Trecho da página:
⟨

Teolepto da Filadélfia — Seleção de Jean Gouillard
Análise da oração (euche)
Sentada em vossa cela, lembrai-vos de Deus, elevai vosso espírito acima de todas as coisas e prostrai-vos em silêncio diante de Deus, derramai a seus pés todos os sentimentos ( lit.: toda a disposição ) de vosso coração (kardia), aderindo a ele pelo amor da caridade.
A lembrança de Deus é a contemplação (theoria) de Deus, que atrai para si o olhar e o desejo ardente do espírito, iluminando-o com sua própria luz.
O espírito que se volta para Deus suspende todos os conceitos que informam sobre os seres; então, ele vê Deus sem imagem nem forma e, no desconhecimento supremo, ligado à glória inacessível, purifica o olhar. Ele não conhece — seu objeto é incompreensível — e, no entanto, conhece, na verdade daquele que é por essência, e que é o único a possuir o que ultrapassa o ser. Na transbordante bondade que surge desse conhecimento, ele alimenta seu amor e goza, assim, de um repouso bem-aventurado e sem limites. Tais são as características da verdadeira lembrança de Deus.
A oração (euche), por sua vez, é uma conversa da inteligência com o Senhor. A inteligência ( discursiva ) percorre as palavras da súplica, ao passo que o espírito fica inteiramente fixo em Deus. A inteligência não cessa de sugerir o nome do Senhor; o espírito aplica intensamente a atenção (epimeleia) à invocação do Santo Nome, e a luz da ciência divina estende sobre a alma (psyche) a sua sombra.
A verdadeira lembrança de Deus é acompanhada de amor e de alegria: “Lembrei-me de Deus e me alegrei” ( Sl 77,4 ). A oração (euche) pura é acompanhada do conhecimento e da compunção (katanyxis): “Quando vos invoco, eu sei: tu és meu Deus” ( Sl 56,10 ) e “O sacrifício agradável a Deus é um coração (kardia) contrito” ( Sl 51,19 ). De fato, quando o espírito e a inteligência se mantêm diante de Deus com atenção (epimeleia) intensa e oração (euche) ardente, a compunção (katanyxis) está junto.
Quando o espírito, a inteligência e o pneuma ficam prostrados diante de Deus, o primeiro pela atenção (epimeleia), a segunda pela invocação, o terceiro pela compunção (katanyxis) e pelo amor, o homem interior, todo, serve ao Senhor conforme o mandamento desse mesmo Senhor: “Amarás o Senhor teu Deus de todo o teu coração (kardia)…” ( Lc 10,27 ).
Gostaria que soubésseis também isto, para que não vos arrisqueis a vos afastardes da oração (euche) e, imaginando orar, “correrdes em vão” ( Gl 2,2 ).
Muitas vezes, na salmodia vocal, é possível que a língua recite os versículos, enquanto o espírito se deixa levar para outros lugares e se dispersa entre as paixões e os objetos; assim, a significação da salmodia estará perdida. É o que se passa também quanto à inteligência. Muitas vezes enquanto ela passa pelas palavras da oração (euche), o espírito não anda junto, não fixa o olhar em Deus, o interlocutor do diálogo da oração (euche). Desatento, ele se deixa desviar por certos pensamentos. A inteligência pronuncia as palavras por rotina; o espírito deixa escapar o conhecimento de Deus. A alma (psyche) fica confusa e fria, porque o espírito se dispersa entre imagens e vaga à mercê das coisas que o surpreenderam ou que ele procurou.

⟩

Cite literalmente, do trecho sobre a oração acima, a passagem que se inicia nas palavras que contêm "A oração (euche), por" e se encerra em "(katanyxis) está junto.".

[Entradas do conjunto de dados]
⟨

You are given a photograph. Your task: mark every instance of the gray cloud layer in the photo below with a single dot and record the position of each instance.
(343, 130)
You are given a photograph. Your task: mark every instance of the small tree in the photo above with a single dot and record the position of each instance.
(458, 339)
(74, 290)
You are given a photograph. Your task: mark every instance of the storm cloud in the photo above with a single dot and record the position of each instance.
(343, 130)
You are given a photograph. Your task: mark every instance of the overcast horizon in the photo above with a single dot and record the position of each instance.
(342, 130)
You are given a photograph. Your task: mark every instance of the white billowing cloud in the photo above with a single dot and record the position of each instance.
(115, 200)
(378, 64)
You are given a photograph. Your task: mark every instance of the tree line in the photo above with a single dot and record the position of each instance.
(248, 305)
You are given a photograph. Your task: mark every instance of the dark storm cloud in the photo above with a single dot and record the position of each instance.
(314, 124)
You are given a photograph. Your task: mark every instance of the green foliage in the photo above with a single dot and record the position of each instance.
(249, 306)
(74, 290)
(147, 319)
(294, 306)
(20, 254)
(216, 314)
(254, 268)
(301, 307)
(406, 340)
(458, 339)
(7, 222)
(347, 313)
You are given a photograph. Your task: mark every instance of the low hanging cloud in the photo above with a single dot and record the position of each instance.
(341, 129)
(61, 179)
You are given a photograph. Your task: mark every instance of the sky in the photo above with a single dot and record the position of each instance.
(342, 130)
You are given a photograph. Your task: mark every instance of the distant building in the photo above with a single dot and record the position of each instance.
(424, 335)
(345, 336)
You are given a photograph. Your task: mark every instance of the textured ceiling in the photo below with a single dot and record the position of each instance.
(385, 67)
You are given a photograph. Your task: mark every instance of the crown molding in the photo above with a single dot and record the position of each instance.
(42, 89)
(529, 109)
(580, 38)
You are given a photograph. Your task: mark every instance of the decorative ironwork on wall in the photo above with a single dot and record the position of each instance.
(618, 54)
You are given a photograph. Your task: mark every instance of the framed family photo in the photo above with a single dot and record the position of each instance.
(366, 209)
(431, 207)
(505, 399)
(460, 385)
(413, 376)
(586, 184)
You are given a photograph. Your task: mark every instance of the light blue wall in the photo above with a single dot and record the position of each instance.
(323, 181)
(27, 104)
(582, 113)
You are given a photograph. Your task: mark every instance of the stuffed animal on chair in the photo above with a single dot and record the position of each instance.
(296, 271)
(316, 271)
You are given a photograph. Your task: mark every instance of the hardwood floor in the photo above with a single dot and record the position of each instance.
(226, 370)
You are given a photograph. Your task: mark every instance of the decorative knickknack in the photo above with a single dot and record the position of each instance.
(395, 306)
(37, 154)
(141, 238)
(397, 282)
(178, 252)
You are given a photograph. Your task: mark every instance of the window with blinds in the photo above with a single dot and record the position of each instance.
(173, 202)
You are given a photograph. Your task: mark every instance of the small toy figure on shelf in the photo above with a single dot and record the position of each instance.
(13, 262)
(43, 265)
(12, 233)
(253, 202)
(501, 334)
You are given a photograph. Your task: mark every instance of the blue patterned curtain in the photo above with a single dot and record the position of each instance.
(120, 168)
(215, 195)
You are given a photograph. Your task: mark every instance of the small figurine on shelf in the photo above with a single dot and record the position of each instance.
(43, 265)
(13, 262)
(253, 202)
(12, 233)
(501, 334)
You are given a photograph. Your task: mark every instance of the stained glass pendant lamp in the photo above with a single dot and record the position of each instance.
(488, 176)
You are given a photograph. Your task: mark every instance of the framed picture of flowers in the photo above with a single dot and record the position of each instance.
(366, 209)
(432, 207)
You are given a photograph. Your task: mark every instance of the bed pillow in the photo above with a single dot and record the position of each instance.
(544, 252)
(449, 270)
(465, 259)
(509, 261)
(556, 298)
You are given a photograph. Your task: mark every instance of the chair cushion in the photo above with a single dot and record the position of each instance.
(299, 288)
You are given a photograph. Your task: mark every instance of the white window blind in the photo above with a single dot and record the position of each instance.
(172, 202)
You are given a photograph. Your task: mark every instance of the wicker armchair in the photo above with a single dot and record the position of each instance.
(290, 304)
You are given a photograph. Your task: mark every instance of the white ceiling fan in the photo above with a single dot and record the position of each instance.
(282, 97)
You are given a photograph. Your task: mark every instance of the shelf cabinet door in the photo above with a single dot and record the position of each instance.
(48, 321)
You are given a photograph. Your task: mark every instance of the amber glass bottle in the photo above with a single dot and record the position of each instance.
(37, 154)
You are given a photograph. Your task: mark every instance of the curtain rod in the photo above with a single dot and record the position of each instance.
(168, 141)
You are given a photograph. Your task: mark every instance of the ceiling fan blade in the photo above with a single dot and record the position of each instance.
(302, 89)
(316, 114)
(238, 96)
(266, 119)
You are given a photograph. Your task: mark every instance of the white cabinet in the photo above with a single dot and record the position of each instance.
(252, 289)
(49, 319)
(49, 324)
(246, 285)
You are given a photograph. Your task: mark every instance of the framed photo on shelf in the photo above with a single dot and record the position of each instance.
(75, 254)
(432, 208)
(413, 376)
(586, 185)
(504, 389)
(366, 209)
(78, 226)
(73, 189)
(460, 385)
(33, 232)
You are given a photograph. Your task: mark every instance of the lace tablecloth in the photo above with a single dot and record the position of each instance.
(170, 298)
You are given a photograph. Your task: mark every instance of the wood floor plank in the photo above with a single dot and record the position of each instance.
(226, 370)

⟩

Tarefa concluída:
A oração (euche), por sua vez, é uma conversa da inteligência com o Senhor. A inteligência ( discursiva ) percorre as palavras da súplica, ao passo que o espírito fica inteiramente fixo em Deus. A inteligência não cessa de sugerir o nome do Senhor; o espírito aplica intensamente a atenção (epimeleia) à invocação do Santo Nome, e a luz da ciência divina estende sobre a alma (psyche) a sua sombra.
A verdadeira lembrança de Deus é acompanhada de amor e de alegria: “Lembrei-me de Deus e me alegrei” ( Sl 77,4 ). A oração (euche) pura é acompanhada do conhecimento e da compunção (katanyxis): “Quando vos invoco, eu sei: tu és meu Deus” ( Sl 56,10 ) e “O sacrifício agradável a Deus é um coração (kardia) contrito” ( Sl 51,19 ). De fato, quando o espírito e a inteligência se mantêm diante de Deus com atenção (epimeleia) intensa e oração (euche) ardente, a compunção (katanyxis) está junto.